-------- Фрагмент документа --------
Повторяю, при всей спонтанности, случайности такого массового действия, оно было подготовлено, продумано, организовано (режиссура без организации — попросту безобразие). Но был оставлен простор для каждого из участников. Операторы снимали без всякой моей подсказки, я их в момент съемки и не видел. Один сидел высоко — на операторском кране, другой — вместе с камерой был скрыт за брезентом грузовика. То, что они сняли, я увидел спустя много дней, когда пришел проявленный материал.

Барьер подсознания

“Нужно делать до конца то, что хочешь сделать. Если вы человек легкомысленный — снимайте легкомысленные фильмы. Не слушайте людей, которые говорят, что вам следует снимать серьезные картины”, — говорит Франсуа Трюффо. С другой стороны, нельзя не согласиться и с Бергманом, который видит одну из важнейших функций художника в том, чтобы расширять границы своих возможностей.

По моему, это замечательно верно.

Актерское творчество в очень большой мере зависит от умения правильно определить рамки собственной психологии, собственной индивидуальности. Чем сильнее личность индивидуума, тем более он способен расширить эти рамки.

Актеру, впрочем, как и любому человеку искусства, очень часто мешает страх, неверие в свои силы, боязнь, что выбор жизненного пути сделан ошибочно.

Есть такая популярная брошюра “Искусство быть собой”. Написал ее Владимир Леви, психолог, задумавшийся над тем, как помочь своим читателям лучше понять самих себя, расширить свое представление о себе как личности, осознать свои возможности, научиться управлять своими эмоциями.

У Леви есть хороший пример, помогающий лучше понять природу такого рода психологического барьера.
--------
Письменное задание 1 - Кто, согласно фрагменту, написал брошюру «Искусство быть собой»?
Письменное задание 2 - Перепишите из фрагмента текст от слов «Повторяю, при всей» до слов «границы своих возможностей.».
Строки, приведённые далее, для работы не понадобятся.
-------- Данные --------
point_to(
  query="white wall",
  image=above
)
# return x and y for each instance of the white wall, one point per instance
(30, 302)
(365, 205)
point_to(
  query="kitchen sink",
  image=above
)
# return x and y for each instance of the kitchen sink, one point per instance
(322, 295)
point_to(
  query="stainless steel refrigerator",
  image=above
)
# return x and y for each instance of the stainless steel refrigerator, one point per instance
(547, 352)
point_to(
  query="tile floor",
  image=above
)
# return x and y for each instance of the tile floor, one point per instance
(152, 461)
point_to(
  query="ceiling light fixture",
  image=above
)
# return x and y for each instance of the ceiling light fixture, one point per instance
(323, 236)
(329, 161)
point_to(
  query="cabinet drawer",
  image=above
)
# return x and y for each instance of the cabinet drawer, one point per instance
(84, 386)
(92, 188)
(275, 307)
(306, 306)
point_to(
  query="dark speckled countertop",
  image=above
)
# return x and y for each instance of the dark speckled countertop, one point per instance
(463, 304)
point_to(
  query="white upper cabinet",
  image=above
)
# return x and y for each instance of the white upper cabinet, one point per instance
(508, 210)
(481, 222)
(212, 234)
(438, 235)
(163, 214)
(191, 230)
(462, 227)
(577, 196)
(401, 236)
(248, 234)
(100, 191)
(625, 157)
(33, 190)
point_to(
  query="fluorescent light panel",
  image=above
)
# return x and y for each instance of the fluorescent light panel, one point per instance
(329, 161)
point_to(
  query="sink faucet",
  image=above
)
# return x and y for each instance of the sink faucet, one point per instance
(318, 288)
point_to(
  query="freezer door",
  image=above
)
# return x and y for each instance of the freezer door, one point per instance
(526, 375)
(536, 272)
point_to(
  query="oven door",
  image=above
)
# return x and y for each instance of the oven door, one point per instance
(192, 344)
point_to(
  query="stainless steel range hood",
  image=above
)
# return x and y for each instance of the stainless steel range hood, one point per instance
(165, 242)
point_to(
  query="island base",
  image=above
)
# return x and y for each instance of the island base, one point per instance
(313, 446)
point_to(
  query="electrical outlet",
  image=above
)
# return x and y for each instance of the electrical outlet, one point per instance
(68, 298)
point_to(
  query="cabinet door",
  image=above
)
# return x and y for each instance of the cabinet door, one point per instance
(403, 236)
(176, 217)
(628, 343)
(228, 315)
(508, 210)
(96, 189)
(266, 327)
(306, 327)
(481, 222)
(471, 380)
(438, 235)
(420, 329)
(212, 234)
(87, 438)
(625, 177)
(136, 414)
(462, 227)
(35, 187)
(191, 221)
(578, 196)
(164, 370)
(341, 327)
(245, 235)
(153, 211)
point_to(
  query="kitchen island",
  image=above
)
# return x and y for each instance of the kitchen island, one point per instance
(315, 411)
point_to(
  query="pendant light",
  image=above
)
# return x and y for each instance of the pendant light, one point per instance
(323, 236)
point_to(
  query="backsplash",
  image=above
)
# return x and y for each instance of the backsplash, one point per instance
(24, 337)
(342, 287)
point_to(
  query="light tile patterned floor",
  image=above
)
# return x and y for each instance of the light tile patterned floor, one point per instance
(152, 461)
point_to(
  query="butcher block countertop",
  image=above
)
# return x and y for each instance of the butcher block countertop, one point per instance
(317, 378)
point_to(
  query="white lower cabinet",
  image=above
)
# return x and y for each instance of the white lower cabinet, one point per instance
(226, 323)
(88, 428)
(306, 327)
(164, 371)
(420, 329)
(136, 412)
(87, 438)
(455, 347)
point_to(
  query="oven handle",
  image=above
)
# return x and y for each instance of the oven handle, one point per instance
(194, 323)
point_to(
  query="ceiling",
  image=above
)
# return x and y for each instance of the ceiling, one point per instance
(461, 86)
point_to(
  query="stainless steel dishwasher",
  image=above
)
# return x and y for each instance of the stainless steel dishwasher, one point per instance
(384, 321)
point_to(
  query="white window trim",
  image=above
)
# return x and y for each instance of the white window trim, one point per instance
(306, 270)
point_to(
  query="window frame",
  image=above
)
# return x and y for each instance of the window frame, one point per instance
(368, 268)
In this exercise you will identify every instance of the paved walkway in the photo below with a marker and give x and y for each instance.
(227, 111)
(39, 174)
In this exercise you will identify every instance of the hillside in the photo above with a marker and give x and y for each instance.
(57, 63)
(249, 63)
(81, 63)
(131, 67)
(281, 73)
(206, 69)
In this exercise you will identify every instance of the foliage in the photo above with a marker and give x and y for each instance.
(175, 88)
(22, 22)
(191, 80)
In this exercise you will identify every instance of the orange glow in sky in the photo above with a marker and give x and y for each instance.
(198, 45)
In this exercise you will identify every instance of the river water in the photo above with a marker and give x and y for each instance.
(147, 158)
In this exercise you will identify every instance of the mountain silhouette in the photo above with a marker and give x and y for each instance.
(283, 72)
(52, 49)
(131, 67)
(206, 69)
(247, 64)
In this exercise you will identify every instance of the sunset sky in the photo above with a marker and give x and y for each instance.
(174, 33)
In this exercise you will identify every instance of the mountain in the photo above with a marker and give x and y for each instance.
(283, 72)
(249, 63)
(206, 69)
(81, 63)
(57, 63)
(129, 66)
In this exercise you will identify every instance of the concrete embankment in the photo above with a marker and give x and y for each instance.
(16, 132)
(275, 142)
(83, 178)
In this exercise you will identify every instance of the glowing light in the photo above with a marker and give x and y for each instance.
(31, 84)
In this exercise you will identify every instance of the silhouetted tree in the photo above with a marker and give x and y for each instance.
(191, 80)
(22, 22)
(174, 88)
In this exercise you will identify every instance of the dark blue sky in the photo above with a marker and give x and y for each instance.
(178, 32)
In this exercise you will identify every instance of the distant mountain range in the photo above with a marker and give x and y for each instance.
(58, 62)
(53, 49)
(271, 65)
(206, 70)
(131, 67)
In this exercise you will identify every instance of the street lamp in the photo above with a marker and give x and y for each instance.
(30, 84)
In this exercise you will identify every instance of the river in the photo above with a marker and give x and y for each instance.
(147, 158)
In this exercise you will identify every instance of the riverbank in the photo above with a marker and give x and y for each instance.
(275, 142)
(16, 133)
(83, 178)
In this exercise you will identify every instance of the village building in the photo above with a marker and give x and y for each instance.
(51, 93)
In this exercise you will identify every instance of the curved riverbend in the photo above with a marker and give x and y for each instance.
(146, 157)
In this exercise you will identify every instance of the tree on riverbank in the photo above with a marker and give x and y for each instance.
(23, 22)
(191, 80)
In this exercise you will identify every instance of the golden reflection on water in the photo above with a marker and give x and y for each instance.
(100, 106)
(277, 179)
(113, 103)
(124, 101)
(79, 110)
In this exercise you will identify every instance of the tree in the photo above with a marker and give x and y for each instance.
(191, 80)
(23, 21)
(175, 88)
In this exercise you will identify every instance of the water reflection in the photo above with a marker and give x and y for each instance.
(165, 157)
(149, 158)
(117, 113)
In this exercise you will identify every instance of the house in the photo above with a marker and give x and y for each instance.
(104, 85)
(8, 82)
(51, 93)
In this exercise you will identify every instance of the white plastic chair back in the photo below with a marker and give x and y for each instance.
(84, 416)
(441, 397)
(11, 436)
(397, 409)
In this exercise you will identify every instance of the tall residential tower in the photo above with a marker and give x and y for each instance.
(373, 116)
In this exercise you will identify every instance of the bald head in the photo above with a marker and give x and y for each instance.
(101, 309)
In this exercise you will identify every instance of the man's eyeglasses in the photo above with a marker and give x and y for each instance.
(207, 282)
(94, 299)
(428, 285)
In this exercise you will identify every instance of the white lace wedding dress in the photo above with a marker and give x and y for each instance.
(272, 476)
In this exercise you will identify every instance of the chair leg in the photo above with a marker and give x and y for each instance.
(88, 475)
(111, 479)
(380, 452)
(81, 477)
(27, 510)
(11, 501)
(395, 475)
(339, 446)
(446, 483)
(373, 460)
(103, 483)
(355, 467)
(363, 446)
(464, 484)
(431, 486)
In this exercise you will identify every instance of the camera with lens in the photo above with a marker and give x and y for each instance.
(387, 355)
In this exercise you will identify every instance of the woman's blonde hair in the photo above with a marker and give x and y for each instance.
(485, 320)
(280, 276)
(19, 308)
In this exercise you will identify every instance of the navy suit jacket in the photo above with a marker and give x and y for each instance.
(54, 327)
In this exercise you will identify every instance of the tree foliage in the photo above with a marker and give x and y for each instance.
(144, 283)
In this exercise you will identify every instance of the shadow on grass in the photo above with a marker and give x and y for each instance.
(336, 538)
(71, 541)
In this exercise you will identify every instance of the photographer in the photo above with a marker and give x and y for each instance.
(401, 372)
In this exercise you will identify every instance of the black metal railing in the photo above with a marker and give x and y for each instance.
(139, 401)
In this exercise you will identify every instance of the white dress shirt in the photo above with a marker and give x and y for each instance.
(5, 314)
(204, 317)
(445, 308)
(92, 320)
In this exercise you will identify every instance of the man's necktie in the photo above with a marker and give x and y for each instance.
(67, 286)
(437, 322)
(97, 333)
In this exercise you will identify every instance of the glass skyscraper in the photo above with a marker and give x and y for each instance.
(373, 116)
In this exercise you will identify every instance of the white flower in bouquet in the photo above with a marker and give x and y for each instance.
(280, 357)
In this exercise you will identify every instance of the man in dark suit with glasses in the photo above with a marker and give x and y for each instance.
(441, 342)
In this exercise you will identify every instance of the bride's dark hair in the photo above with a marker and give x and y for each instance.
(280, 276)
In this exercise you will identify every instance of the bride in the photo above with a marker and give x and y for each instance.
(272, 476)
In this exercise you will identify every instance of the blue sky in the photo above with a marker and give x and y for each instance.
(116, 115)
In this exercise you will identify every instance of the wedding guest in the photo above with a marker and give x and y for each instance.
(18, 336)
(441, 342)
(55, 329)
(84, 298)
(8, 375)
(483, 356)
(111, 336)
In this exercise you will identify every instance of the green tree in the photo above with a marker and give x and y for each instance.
--------
Решение 1 - Владимир Леви, психолог.

Решение 2 -
Повторяю, при всей спонтанности, случайности такого массового действия, оно было подготовлено, продумано, организовано (режиссура без организации — попросту безобразие). Но был оставлен простор для каждого из участников. Операторы снимали без всякой моей подсказки, я их в момент съемки и не видел. Один сидел высоко — на операторском кране, другой — вместе с камерой был скрыт за брезентом грузовика. То, что они сняли, я увидел спустя много дней, когда пришел проявленный материал.

Барьер подсознания

“Нужно делать до конца то, что хочешь сделать. Если вы человек легкомысленный — снимайте легкомысленные фильмы. Не слушайте людей, которые говорят, что вам следует снимать серьезные картины”, — говорит Франсуа Трюффо. С другой стороны, нельзя не согласиться и с Бергманом, который видит одну из важнейших функций художника в том, чтобы расширять границы своих возможностей.